Provided records.
* Start *
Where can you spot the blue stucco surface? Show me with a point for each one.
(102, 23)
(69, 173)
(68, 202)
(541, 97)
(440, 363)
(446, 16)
* End *
* Start *
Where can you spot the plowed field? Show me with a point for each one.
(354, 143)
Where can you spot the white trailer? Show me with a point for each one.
* End *
* Start *
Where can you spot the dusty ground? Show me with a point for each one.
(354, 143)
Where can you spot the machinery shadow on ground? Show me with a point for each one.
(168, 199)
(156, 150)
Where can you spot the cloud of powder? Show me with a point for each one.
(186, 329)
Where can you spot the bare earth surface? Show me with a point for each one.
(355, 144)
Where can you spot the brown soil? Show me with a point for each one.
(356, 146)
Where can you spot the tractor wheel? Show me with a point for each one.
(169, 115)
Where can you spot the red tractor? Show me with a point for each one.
* End *
Task instructions.
Report every line from the items above that contains the word "point", copying each one in full.

Complete answer.
Where can you spot the blue stucco surface? Show me with a point for each one.
Where can you spot the plowed field? Show me with a point for each one.
Where can you spot the white trailer? Show me with a point for each one.
Where can you spot the dusty ground? Show me with a point for each one.
Where can you spot the machinery shadow on ground? Show me with a point for each one.
Where can you spot the cloud of powder? Show me with a point for each one.
Where can you spot the bare earth surface? Show me with a point for each one.
Where can you spot the brown soil? Show me with a point for each one.
Where can you spot the tractor wheel? Show me with a point for each one.
Where can you spot the red tractor? Show me with a point for each one.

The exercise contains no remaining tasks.